**Required action 1:**
Reproduce the stretch of the passage on verbal perseveration from "1) It is another" through "difficult to extinguish.".
**Required action 2:**
In the passage on verbal perseveration, what kind of schedule is suggested when the behavior shows up mostly with new situations and transitions?

I went through some of my papers and found something my son's speech therapist had given me on verbal perseveration. This is what she called it. I guess perseveration is "getting stuck on things"
Anyway, I read back over it, and decided to share it in hopes that maybe it will help someone else.

Verbal perseveration can be caused by several things:

1) It is another form of self stimulation. They get sensory feedback from the noise internally, or from hearing their own voice.

2) It is a form of anxiety, especially noted during or preceding transitions.

3) It is an inability to put closure on one thing and move to the next.

4) It is a way to get attention

5) They are not able to express what they really want to, so just repeat the same thing.

Ways to handle verbal perseveration:

1) If if is a form of self stimulation, it can be very difficult to extinguish.

2) If noted mostly with new situations and transitions, then use a visual picture schedule. Also work on anxiety relief, breathing, reassuring, recognizing the issue. "I can see that you are asking about this many times. I think you might be feeling uncomfortable because you don't know what to expect. Everything will be allright." Go into more detail..

3) If closure is the issue, then say, "We already talked about this and it is all done. Say it 2 more times, and then that is it. Next we will talk about....." then if they say it again, just say "all done", put a quiet finger to your lips, show a quiet sign picture, and don't say anything at all.

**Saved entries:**
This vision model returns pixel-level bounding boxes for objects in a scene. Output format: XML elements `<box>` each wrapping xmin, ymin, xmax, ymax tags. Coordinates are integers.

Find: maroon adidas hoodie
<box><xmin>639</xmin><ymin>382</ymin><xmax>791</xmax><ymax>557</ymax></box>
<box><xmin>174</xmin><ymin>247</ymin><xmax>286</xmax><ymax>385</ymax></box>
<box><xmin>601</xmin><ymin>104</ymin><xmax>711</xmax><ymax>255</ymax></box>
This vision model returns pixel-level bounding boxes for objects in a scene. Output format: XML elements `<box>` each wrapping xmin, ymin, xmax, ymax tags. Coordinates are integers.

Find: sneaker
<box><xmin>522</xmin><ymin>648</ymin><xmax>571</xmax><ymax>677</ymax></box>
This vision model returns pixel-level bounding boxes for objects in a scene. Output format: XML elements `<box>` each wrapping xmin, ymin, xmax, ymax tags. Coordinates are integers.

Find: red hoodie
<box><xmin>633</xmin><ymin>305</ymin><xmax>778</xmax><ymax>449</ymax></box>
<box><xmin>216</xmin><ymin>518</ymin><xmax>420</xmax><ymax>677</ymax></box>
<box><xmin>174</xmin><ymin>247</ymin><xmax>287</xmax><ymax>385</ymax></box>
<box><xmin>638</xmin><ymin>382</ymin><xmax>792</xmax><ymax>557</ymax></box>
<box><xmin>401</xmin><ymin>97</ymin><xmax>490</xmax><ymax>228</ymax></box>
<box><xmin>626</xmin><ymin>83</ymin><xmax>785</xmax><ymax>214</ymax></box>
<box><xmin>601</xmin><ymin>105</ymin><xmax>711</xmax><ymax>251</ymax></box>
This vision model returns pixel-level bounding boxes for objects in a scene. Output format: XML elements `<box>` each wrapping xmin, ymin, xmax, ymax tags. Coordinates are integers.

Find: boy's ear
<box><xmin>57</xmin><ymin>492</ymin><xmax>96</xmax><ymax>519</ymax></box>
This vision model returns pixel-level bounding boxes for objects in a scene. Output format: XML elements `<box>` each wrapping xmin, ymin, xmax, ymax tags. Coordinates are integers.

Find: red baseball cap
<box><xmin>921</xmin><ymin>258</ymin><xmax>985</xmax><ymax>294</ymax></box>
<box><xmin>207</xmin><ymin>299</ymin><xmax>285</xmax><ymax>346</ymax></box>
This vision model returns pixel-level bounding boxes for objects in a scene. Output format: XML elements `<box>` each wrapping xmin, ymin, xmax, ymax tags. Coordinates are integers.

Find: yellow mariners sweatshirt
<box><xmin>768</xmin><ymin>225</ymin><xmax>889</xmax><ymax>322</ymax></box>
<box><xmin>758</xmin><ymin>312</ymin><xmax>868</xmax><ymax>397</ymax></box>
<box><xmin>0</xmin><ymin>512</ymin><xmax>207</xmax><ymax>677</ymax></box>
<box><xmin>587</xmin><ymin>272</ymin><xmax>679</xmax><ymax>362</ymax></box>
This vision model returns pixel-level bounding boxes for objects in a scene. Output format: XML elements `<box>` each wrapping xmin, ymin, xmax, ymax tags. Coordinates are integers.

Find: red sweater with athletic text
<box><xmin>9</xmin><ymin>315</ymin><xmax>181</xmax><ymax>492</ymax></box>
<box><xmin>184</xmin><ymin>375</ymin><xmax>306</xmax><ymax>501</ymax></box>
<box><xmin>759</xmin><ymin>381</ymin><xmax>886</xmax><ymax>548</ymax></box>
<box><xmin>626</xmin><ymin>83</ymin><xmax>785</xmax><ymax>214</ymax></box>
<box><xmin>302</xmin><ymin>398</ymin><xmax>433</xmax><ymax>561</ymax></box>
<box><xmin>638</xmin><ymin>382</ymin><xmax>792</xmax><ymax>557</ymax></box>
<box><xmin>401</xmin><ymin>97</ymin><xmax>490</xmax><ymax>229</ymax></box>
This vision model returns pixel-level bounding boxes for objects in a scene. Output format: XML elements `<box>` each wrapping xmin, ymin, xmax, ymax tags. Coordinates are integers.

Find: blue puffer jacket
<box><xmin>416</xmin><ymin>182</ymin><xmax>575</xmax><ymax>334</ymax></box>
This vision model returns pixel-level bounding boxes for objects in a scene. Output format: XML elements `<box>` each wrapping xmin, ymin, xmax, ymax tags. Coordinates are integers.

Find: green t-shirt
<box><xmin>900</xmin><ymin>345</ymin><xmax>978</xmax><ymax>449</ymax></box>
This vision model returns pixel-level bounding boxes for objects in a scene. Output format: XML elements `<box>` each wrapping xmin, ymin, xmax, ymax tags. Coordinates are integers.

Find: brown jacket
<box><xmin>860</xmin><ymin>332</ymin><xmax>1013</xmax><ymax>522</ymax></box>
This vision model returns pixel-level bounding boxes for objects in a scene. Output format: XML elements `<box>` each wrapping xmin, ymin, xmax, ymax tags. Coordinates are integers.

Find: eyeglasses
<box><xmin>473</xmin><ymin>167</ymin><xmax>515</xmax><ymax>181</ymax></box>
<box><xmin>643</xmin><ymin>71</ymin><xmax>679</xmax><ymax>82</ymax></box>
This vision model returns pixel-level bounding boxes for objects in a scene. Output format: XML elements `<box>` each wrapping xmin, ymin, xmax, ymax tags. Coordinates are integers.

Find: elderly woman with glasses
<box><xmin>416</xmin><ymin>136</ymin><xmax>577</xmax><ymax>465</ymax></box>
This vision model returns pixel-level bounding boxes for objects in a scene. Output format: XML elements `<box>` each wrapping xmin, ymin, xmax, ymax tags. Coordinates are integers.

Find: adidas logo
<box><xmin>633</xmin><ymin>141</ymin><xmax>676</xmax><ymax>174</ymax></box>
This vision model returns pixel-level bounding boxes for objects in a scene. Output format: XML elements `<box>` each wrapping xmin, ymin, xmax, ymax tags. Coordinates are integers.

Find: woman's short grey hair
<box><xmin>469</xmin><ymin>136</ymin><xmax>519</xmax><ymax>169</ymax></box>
==
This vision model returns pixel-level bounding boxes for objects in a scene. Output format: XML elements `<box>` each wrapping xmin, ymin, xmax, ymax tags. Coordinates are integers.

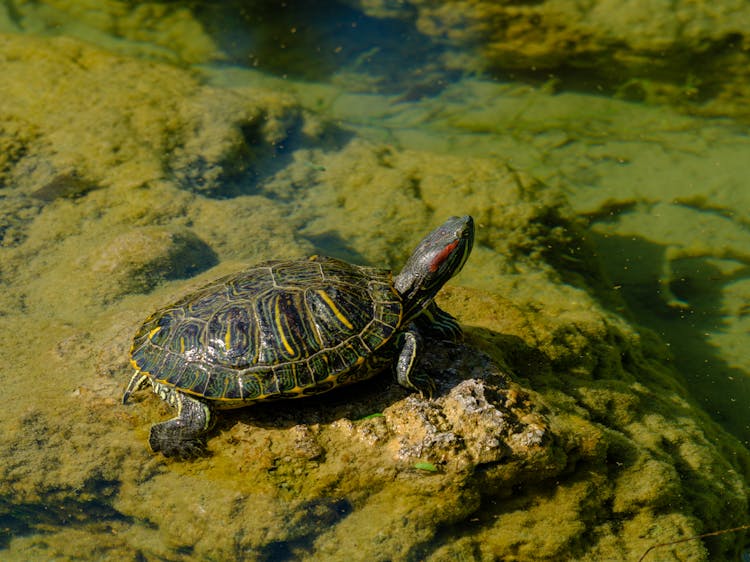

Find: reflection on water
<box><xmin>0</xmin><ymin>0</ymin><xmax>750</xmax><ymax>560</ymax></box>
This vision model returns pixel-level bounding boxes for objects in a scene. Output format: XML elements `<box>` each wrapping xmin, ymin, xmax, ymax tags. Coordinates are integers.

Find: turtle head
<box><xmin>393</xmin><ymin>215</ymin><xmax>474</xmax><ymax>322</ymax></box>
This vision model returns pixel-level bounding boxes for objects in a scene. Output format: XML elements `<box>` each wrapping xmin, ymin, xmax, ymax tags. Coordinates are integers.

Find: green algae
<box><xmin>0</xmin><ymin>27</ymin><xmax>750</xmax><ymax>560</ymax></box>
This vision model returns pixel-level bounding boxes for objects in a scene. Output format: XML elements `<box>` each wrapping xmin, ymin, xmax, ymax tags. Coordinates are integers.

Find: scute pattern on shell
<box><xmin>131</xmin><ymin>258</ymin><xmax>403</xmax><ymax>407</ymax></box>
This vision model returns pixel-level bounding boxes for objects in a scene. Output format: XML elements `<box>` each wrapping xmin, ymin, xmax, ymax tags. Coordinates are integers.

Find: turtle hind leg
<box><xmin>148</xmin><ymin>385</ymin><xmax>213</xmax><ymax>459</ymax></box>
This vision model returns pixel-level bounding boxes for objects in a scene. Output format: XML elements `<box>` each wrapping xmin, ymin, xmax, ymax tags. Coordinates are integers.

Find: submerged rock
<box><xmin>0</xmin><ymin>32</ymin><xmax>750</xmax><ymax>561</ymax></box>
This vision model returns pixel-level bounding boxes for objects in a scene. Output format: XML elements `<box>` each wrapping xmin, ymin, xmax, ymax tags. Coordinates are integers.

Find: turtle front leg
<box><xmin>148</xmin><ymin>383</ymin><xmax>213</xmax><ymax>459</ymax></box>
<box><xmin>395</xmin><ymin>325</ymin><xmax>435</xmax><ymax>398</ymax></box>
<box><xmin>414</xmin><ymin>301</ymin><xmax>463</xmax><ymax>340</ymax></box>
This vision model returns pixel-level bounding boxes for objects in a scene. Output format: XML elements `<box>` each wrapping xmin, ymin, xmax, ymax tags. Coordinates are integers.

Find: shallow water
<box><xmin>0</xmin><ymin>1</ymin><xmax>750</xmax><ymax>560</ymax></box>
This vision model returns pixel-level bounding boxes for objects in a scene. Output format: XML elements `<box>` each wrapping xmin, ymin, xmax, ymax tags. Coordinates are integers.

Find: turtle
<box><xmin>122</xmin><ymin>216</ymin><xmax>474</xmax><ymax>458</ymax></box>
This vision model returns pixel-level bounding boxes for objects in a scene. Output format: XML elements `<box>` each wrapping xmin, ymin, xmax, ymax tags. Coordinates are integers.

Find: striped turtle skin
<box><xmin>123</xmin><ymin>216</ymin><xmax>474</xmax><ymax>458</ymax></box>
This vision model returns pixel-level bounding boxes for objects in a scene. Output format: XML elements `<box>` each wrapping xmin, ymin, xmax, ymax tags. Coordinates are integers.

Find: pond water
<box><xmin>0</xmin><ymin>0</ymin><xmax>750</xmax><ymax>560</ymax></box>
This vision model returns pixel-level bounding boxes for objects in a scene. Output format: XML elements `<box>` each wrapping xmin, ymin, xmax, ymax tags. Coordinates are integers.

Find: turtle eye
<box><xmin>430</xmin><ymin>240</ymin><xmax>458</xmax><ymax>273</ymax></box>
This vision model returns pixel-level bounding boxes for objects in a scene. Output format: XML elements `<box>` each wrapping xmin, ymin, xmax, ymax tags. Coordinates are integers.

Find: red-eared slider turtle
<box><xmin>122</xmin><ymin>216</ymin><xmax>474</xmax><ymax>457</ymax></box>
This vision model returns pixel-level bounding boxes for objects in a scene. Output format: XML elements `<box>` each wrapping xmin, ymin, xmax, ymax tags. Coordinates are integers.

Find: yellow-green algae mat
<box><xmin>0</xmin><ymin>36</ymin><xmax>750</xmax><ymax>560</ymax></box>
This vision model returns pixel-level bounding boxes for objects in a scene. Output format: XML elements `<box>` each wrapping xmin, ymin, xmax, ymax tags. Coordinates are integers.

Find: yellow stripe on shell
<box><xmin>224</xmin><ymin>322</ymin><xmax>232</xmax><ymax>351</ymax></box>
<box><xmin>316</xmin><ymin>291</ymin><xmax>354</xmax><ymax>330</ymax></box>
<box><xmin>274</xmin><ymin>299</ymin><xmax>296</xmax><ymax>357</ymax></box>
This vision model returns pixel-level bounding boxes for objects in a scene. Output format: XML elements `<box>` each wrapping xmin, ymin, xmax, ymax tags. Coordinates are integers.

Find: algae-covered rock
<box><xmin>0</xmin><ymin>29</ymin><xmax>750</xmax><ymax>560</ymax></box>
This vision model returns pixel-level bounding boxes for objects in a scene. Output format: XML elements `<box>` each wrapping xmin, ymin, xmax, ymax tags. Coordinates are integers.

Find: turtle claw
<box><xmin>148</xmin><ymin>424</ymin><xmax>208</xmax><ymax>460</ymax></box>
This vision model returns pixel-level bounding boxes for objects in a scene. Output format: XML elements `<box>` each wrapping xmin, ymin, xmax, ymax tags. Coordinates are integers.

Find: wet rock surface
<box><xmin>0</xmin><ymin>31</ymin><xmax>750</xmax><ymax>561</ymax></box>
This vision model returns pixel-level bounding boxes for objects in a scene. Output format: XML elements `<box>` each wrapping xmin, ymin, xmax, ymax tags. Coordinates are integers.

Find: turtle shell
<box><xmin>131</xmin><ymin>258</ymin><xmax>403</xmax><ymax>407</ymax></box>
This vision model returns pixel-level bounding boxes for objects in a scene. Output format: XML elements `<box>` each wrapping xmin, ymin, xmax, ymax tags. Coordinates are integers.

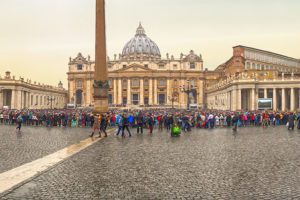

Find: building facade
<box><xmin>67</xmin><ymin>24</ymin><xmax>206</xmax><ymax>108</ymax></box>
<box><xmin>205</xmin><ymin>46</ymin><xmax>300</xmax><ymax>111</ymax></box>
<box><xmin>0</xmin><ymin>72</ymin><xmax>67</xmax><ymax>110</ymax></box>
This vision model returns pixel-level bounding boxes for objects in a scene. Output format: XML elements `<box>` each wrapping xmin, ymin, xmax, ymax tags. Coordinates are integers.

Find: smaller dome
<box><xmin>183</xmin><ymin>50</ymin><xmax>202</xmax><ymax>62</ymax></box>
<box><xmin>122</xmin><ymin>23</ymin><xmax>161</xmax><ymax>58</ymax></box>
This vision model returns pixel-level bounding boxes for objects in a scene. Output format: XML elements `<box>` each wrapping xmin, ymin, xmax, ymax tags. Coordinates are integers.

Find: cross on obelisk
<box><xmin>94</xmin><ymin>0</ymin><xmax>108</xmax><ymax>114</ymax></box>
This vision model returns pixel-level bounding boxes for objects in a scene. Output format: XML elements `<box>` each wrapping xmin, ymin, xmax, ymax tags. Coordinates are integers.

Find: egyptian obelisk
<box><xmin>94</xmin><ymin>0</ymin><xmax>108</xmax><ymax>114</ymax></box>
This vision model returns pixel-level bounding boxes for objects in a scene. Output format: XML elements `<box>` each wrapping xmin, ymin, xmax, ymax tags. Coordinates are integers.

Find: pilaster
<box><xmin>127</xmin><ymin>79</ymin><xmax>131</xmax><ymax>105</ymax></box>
==
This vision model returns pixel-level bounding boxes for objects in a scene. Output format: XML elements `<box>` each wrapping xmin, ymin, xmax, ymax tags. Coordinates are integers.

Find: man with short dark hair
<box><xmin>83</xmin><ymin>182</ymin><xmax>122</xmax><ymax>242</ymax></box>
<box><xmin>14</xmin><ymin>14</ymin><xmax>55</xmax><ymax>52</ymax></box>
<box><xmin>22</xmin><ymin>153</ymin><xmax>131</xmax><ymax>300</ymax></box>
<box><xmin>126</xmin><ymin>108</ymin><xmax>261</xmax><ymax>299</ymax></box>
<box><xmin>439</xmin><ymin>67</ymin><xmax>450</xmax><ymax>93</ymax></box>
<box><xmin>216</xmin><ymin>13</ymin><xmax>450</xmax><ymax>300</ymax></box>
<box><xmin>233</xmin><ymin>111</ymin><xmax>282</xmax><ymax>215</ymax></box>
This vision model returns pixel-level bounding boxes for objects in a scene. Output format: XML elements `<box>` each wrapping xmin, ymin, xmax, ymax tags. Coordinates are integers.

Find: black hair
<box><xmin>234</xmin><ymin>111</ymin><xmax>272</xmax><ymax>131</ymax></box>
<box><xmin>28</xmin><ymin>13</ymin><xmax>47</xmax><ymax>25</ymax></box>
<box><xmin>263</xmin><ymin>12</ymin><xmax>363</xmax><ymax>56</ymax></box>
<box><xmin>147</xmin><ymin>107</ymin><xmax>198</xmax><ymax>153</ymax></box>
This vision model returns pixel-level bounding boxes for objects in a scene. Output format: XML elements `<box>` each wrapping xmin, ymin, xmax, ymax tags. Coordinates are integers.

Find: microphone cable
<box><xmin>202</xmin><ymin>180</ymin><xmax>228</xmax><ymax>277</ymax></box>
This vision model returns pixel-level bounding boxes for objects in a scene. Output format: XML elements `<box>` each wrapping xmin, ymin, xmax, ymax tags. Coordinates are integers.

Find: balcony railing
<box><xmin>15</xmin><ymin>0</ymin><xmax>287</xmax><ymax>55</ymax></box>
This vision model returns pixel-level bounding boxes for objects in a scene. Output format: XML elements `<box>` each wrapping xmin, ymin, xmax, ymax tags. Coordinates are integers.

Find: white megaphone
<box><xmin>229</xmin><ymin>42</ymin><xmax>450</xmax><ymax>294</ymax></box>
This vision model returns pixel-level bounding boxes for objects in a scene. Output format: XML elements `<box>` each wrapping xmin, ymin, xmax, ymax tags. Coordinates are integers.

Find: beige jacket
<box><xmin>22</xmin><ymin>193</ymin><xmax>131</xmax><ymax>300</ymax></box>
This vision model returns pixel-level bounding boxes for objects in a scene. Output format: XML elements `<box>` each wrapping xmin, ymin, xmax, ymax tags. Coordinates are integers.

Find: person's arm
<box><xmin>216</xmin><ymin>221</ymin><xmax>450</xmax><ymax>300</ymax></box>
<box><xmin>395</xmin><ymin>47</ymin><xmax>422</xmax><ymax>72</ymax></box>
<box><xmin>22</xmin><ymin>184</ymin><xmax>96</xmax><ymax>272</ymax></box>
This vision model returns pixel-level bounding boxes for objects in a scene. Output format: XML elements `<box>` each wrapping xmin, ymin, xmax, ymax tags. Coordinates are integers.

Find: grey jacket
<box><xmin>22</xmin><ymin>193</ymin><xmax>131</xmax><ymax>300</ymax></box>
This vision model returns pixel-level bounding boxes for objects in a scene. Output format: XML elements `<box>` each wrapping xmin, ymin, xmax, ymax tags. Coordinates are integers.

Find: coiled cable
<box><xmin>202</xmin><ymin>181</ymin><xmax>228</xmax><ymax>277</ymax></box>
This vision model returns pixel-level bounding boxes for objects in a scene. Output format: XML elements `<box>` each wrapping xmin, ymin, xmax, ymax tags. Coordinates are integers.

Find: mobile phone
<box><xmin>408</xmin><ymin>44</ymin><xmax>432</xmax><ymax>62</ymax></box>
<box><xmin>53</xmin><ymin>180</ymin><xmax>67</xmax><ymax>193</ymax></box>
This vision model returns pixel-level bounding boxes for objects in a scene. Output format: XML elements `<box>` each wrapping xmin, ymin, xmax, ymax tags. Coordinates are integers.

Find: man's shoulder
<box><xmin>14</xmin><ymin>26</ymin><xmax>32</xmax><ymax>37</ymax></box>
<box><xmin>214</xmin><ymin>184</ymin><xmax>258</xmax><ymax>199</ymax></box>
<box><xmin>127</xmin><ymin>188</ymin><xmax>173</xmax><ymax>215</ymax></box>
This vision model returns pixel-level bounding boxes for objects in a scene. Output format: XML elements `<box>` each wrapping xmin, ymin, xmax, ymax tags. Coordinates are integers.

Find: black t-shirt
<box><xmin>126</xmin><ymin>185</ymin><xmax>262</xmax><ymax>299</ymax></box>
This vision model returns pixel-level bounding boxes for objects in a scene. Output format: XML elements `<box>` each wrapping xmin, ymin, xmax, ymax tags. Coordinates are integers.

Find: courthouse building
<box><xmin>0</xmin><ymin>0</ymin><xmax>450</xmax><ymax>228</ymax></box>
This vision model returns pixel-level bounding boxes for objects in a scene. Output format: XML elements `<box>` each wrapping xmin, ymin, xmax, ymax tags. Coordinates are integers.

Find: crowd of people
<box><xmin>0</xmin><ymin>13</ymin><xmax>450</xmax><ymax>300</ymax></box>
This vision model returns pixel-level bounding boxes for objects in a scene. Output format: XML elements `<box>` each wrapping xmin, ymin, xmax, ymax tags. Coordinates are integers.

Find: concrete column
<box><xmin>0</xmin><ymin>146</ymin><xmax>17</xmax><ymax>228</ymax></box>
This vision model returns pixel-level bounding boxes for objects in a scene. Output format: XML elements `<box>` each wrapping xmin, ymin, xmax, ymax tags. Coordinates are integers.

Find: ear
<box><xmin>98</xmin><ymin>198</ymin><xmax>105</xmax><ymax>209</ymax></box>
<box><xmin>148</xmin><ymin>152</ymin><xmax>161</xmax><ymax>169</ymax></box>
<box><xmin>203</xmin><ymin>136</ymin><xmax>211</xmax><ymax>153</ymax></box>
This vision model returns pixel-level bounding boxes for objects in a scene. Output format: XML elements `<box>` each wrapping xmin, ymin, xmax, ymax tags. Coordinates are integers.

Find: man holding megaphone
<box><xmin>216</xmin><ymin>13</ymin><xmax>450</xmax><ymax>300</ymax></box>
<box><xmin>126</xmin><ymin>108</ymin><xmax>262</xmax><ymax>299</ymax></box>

**Exercise response 1:**
1) It is another form of self stimulation. They get sensory feedback from the noise internally, or from hearing their own voice.

2) It is a form of anxiety, especially noted during or preceding transitions.

3) It is an inability to put closure on one thing and move to the next.

4) It is a way to get attention

5) They are not able to express what they really want to, so just repeat the same thing.

Ways to handle verbal perseveration:

1) If if is a form of self stimulation, it can be very difficult to extinguish.

**Exercise response 2:**
A visual picture schedule.